TEXT SECTION:
Alexis de Tocqueville's optimistic description of the new American Republic in the 1830s has been uncritically accepted by most scholars. American or otherwise, ever since. Recent examples include Seymour Martin Lipset ("The First New Nation"), Wilbur Zelinsky ("American nationalism has been international in character from the outset") and Liah Greenfeld ("the Ideal Nation") (Zelinsky 1988: 115; Greenfeld 1992: 438). Are these authors, Tocqueville among them, correct in viewing the Uited States as a cosmopolitan civilization based on eighteenth-century liberalism? This chapter argues that they are not. It does so in two unique ways. First, it brings together the disparate historical literature on American Anglo-Saxonism and white Protestant "nativism." Second, it casts this material, which necessarily spans the history of the United States itself, within the purview of recent theories of nationalism.

ENTRIES:
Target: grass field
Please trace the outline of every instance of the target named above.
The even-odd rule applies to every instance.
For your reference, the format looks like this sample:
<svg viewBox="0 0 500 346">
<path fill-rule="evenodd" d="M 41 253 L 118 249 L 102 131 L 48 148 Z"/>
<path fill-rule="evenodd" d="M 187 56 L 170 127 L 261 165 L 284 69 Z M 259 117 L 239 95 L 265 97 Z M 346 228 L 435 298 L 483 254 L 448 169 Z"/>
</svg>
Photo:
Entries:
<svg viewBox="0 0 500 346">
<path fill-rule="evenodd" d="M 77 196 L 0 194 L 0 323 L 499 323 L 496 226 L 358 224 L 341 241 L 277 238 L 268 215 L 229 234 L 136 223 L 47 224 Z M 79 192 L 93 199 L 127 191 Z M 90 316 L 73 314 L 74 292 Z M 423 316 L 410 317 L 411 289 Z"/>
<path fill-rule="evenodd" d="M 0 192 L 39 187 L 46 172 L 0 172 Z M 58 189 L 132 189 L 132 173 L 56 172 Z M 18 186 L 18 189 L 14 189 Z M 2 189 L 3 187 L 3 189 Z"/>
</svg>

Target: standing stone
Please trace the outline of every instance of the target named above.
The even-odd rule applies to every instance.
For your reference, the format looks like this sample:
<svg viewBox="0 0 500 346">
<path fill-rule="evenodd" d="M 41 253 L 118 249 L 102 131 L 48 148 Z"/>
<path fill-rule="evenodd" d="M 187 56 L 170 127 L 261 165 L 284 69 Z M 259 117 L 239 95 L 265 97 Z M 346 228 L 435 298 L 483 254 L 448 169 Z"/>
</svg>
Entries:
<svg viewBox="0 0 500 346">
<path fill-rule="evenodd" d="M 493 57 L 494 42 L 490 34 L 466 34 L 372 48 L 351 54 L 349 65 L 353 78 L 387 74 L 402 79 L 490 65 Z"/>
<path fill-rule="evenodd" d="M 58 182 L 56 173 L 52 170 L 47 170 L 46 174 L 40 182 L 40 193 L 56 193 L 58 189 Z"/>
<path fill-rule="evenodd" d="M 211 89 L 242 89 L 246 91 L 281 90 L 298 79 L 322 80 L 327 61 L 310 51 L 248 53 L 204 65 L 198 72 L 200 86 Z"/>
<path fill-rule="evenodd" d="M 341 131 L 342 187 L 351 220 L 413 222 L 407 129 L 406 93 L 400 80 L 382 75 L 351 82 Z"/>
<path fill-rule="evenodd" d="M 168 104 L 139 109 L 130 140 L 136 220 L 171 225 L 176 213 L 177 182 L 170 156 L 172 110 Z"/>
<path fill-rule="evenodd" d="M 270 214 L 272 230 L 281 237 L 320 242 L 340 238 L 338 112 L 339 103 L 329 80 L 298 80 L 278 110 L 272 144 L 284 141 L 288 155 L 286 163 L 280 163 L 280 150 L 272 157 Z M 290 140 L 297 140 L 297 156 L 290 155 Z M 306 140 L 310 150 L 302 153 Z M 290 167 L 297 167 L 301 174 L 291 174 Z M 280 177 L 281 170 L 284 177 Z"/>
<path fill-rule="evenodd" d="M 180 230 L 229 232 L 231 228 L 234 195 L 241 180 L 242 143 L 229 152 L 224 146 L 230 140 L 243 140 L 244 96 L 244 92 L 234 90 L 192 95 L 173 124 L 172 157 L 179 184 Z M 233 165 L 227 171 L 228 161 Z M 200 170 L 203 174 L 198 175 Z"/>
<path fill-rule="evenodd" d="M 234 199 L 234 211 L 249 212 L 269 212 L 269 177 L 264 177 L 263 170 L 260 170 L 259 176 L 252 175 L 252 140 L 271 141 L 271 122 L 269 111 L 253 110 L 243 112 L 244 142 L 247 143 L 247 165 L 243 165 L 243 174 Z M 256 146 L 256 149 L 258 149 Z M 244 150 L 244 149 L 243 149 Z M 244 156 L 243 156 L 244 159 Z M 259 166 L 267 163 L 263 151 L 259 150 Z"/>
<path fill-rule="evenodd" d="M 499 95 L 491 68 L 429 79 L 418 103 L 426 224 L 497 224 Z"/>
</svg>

YOUR OBJECTIVE:
How would you sum up the passage on Tocqueville's view of the early American Republic in two sentences?

COMPLETED EXERCISE:
Since the 1830s, most scholars, recently including Lipset, Zelinsky and Greenfeld, have uncritically accepted Tocqueville's optimistic view of the United States as a cosmopolitan civilization based on eighteenth-century liberalism. The chapter argues they are wrong by bringing together historical literature on American Anglo-Saxonism and white Protestant nativism and placing it within recent theories of nationalism.